begin

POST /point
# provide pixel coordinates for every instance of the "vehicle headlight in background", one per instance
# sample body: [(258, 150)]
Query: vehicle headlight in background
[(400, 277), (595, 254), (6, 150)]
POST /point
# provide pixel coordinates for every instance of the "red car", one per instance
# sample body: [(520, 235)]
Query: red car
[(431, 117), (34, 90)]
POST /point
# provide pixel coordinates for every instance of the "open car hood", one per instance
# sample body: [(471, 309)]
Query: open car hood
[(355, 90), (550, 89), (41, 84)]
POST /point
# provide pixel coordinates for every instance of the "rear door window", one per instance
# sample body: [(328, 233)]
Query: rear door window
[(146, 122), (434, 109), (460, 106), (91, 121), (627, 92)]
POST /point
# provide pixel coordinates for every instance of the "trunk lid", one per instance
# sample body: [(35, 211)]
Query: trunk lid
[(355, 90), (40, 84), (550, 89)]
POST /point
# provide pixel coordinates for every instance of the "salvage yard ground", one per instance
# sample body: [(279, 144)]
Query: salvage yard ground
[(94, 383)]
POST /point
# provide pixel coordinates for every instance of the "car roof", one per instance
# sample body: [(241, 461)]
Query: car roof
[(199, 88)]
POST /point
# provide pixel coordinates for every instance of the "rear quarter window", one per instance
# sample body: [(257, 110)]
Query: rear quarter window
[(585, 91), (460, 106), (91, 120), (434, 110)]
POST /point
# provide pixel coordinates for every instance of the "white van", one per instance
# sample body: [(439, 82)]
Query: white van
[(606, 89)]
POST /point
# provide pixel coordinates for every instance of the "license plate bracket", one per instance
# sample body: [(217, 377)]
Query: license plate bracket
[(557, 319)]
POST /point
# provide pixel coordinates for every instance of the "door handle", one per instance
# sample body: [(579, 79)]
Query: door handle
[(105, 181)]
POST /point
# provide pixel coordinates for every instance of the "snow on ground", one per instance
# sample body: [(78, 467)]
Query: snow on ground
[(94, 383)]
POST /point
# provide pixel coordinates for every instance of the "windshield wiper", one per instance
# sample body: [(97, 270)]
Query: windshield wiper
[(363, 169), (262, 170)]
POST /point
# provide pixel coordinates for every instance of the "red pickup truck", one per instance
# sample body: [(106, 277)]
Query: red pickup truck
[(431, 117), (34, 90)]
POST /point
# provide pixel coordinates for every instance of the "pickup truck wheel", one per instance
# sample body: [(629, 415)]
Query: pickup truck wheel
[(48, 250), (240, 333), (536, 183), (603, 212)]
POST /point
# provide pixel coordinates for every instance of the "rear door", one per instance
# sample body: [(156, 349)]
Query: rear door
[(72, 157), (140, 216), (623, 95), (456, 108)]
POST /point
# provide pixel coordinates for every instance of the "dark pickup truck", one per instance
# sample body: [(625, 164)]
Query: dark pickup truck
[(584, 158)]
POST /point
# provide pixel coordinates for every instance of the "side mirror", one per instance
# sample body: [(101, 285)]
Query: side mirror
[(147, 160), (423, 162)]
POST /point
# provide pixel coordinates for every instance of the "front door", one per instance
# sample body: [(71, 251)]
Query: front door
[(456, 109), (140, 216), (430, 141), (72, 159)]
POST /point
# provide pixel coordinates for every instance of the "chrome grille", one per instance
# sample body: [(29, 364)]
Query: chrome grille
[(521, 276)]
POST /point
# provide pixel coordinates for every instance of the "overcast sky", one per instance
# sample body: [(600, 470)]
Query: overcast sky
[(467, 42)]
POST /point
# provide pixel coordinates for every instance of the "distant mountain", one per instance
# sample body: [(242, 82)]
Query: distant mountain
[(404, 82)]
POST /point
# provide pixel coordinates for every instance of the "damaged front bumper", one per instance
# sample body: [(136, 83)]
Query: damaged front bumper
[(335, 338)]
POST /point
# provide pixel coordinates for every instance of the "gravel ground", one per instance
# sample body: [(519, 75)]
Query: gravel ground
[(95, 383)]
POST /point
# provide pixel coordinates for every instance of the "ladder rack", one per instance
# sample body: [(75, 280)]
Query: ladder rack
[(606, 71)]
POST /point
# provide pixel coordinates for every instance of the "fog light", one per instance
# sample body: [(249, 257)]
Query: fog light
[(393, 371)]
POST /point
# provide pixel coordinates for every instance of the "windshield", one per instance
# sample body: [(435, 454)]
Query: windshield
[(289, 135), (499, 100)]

end

• Given problem: Copy all of the data above word for word, keeping every line unchanged.

• Exercise output:
POST /point
# provide pixel coordinates for every instance of the "vehicle headlight in background", one per instance
# sample body: [(258, 150)]
Query: vehicle headlight in background
[(400, 277), (595, 254), (6, 150)]
POST /point
# provide pixel coordinates for every instance of the "red car", one per instance
# sample body: [(520, 235)]
Query: red car
[(431, 117), (34, 90)]
POST /point
# provide pixel coordinates for every instance of the "open car hood", one per instance
# sample body: [(471, 309)]
Query: open car hood
[(355, 90), (550, 89), (41, 84)]
POST /point
# provide pixel coordinates for every instance of the "rear door window", one per instance
# sample body: [(328, 233)]
Query: rear door window
[(146, 122), (434, 109), (460, 106), (91, 121), (627, 92)]
POST /point
# provide pixel coordinates for every instance of the "trunk lid", one per instance
# sample body: [(35, 211)]
Query: trunk lid
[(355, 90), (40, 84), (550, 89)]
POST /point
# provide pixel coordinates for every instance of the "salvage yard ground", one per instance
# sample body: [(279, 144)]
Query: salvage yard ground
[(94, 383)]
POST /point
# provide pixel coordinates for every instance of the "car roof", one per instance
# sample body: [(241, 461)]
Query: car roof
[(199, 88)]
POST /point
# provide pixel coordinates for every instance of the "rear quarter window", one per instance
# sample body: [(257, 110)]
Query: rear quarter window
[(585, 91), (460, 106), (91, 120), (434, 110)]
POST /point
# provide pixel coordinates for every instance of the "white van", one per instance
# sample body: [(439, 82)]
Query: white van
[(606, 89)]
POST /point
# provide pixel coordinates for every instance of the "license plate bracket", one per instance
# sample body: [(217, 377)]
Query: license plate bracket
[(557, 319)]
POST /point
# provide pixel coordinates for every instance of the "door handle", one per instance
# sample body: [(579, 79)]
Query: door handle
[(105, 181)]
POST /point
# provide pixel coordinates for every instance of the "snow on ground", one per instance
# sample body: [(78, 467)]
Query: snow on ground
[(94, 383)]
POST /point
# provide pixel coordinates for every instance of the "windshield wiper", one per instance
# sample body: [(97, 270)]
Query: windshield wiper
[(363, 169), (262, 170)]
POST /point
# provide pixel coordinates for every instance of the "red pickup truck", one per instance
# sample body: [(106, 277)]
Query: red pickup truck
[(431, 117), (34, 90)]
POST /point
# provide pixel coordinates for every instance of the "pickup truck wheel", one per instance
# sample body: [(629, 415)]
Query: pickup truck wheel
[(48, 250), (240, 333), (536, 183), (603, 212)]
POST /point
# provide pixel coordinates for every instance of the "rear door", one per instance
# sample body: [(156, 349)]
Query: rear door
[(72, 157), (140, 216), (623, 95), (456, 108)]
POST /point
# provide pixel coordinates for every instance of the "dark pickup truck", one per instance
# sample body: [(625, 164)]
Query: dark pickup truck
[(584, 158)]
POST /point
# provide pixel coordinates for every instance of the "side mirror", one per instance
# sample body: [(101, 285)]
Query: side mirror
[(147, 160), (423, 162)]
POST /point
# provide pixel coordinates for every instance of the "front door", one per instance
# sample body: [(71, 251)]
Query: front door
[(456, 109), (140, 216), (430, 141), (72, 159)]
POST /point
# provide pixel coordinates for every instance of the "chrome grille", one per instance
# sample body: [(29, 364)]
Query: chrome grille
[(521, 276)]
POST /point
# provide pixel coordinates for every instance of the "overcast sky", one per instance
# sample body: [(600, 470)]
Query: overcast sky
[(467, 42)]
POST /point
# provide pixel coordinates for every instance of the "distant mountain", one per instance
# sample body: [(242, 82)]
Query: distant mountain
[(404, 82)]
POST /point
# provide pixel coordinates for every instance of the "damaged front bumper", one per instance
# sample body: [(136, 83)]
Query: damaged front bumper
[(335, 338)]
POST /point
# provide pixel coordinates for every instance of the "gravel ground", one per instance
# sample body: [(519, 75)]
Query: gravel ground
[(95, 383)]
POST /point
# provide pixel coordinates for every instance of the "ladder rack", one per instance
# sample body: [(75, 280)]
Query: ladder rack
[(606, 71)]
POST /point
# provide pixel coordinates for every instance of the "fog light", one per instance
# sample body: [(249, 257)]
Query: fog light
[(393, 371)]
POST /point
# provide pixel coordinates for every instance of the "windshield", one per instance
# sample body: [(435, 454)]
Query: windshield
[(289, 135), (499, 100)]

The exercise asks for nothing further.